- What is required -
Copy every row below word for word, leaving out the pictures.

*** Data in this exercise

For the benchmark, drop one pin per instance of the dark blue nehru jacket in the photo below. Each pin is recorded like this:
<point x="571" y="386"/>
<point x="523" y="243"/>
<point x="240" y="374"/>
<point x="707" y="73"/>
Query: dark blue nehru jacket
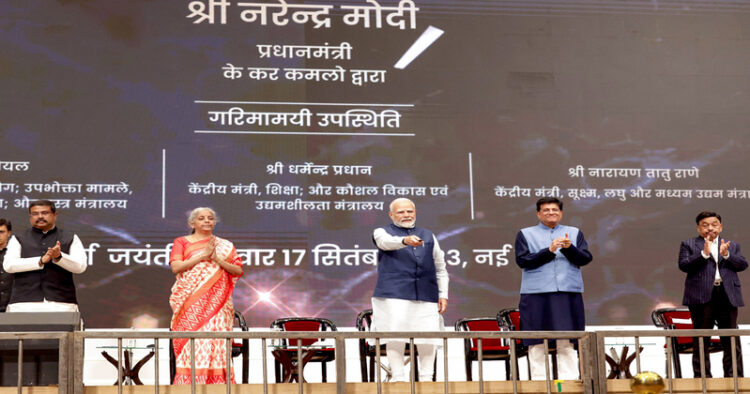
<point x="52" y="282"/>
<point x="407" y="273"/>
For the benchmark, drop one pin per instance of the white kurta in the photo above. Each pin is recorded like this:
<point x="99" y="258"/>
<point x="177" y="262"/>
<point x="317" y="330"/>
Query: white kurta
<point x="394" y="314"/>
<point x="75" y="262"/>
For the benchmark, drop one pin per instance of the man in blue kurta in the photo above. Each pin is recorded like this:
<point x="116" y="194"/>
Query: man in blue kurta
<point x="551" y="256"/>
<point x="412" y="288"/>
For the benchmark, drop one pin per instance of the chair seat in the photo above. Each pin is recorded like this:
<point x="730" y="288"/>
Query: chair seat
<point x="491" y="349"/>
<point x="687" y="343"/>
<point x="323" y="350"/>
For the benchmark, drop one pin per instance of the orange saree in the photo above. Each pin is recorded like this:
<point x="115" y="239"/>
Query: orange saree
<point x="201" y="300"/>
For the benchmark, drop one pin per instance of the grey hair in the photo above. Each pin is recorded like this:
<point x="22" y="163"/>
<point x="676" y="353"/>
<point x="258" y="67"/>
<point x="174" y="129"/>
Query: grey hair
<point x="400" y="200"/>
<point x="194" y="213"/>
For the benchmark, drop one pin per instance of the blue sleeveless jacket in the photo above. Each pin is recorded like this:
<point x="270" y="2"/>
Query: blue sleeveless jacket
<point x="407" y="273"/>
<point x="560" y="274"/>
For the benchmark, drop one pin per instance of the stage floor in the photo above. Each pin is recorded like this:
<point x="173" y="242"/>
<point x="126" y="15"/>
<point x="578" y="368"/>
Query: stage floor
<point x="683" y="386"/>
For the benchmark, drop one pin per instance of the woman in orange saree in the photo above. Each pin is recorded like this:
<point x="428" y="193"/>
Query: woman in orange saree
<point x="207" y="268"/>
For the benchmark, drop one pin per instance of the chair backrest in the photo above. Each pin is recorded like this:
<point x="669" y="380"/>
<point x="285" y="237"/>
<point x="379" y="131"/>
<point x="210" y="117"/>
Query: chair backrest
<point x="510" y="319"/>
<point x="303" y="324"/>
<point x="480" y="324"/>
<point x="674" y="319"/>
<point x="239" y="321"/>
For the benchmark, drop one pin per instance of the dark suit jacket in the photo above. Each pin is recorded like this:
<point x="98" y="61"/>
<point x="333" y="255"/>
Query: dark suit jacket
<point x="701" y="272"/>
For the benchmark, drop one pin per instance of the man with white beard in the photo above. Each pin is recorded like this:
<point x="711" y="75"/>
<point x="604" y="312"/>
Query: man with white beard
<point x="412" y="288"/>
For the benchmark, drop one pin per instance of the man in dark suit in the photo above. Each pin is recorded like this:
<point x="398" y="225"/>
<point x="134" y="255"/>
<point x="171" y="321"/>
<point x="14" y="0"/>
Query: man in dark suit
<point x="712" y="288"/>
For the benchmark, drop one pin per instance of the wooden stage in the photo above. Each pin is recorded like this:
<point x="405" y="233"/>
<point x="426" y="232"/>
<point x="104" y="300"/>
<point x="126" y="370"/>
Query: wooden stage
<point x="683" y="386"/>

******

- Correct result -
For the benchmark, drop one pin per instance of the dark blue nehru jacket in the photo below. Each pin is recorded like this:
<point x="571" y="386"/>
<point x="523" y="243"/>
<point x="240" y="374"/>
<point x="707" y="73"/>
Query: dark blue nehru jacket
<point x="52" y="282"/>
<point x="407" y="273"/>
For the benchmark, drop one pin per instance of the white kurta in the photo above. Each pin is recorded like this:
<point x="99" y="258"/>
<point x="177" y="262"/>
<point x="317" y="330"/>
Query: white kurta
<point x="394" y="314"/>
<point x="75" y="262"/>
For the benchmark, drop one pin per instance of the man in blue kurta in the photo above. Each pin is recorded like this:
<point x="116" y="194"/>
Query: man in blue kurta
<point x="551" y="256"/>
<point x="412" y="288"/>
For the benchmark, drop one pin per instance of the chair seat in the photo above. Each pin is recorded like this:
<point x="730" y="288"/>
Query: chair seat
<point x="491" y="349"/>
<point x="687" y="343"/>
<point x="323" y="350"/>
For the benchmark, drop one pin per instance of the orange saree in the photo above. Each pin is recorded like this:
<point x="115" y="239"/>
Query: orange saree
<point x="201" y="300"/>
For the benchmark, drop one pin per instance of the grey hair in the photo above. Each pin is recorded like this:
<point x="22" y="163"/>
<point x="676" y="353"/>
<point x="258" y="67"/>
<point x="174" y="129"/>
Query: grey hair
<point x="400" y="200"/>
<point x="194" y="213"/>
For the benchmark, drop one pin per instance of the blue sleeveless jacket in the photo above. Each pin is recorded like this:
<point x="270" y="2"/>
Query: blue sleeveless jacket
<point x="407" y="273"/>
<point x="560" y="274"/>
For the benchmark, drop one pin per instance of the stage floor in the photo above. Each pin is recorded like this:
<point x="173" y="242"/>
<point x="126" y="15"/>
<point x="578" y="368"/>
Query: stage floor
<point x="683" y="386"/>
For the benchmark, drop one pin per instance of the woman in orange saree in the photo above. Each pin is recorded like this:
<point x="428" y="193"/>
Query: woman in orange saree
<point x="207" y="268"/>
For the benchmark, drop one pin per instance of the chair backrest in the photo above. Each pin is recorded like this:
<point x="669" y="380"/>
<point x="285" y="237"/>
<point x="379" y="131"/>
<point x="210" y="117"/>
Query: chair backrest
<point x="510" y="319"/>
<point x="303" y="324"/>
<point x="480" y="324"/>
<point x="674" y="319"/>
<point x="239" y="321"/>
For the benchmark, drop one pin per instance of the dark suit jacket in the photo above. Each pin is recorded like this:
<point x="98" y="61"/>
<point x="333" y="255"/>
Query: dark suit jacket
<point x="701" y="272"/>
For the benchmark, drop one pin per instance of the man with white beard in the photo above. Each pin is recorded like this:
<point x="711" y="75"/>
<point x="604" y="312"/>
Query: man with white beard
<point x="412" y="288"/>
For the benchmark, drop one pin per instance of the man in dark suit in the photo above. Each pin is recorded like this:
<point x="398" y="225"/>
<point x="134" y="255"/>
<point x="171" y="321"/>
<point x="14" y="0"/>
Query: man in dark suit
<point x="712" y="288"/>
For the benchmark, drop one pin per instance of the wooden stage in the photo above. Each pin is recorded like this:
<point x="405" y="233"/>
<point x="426" y="232"/>
<point x="104" y="300"/>
<point x="126" y="370"/>
Query: wooden stage
<point x="683" y="386"/>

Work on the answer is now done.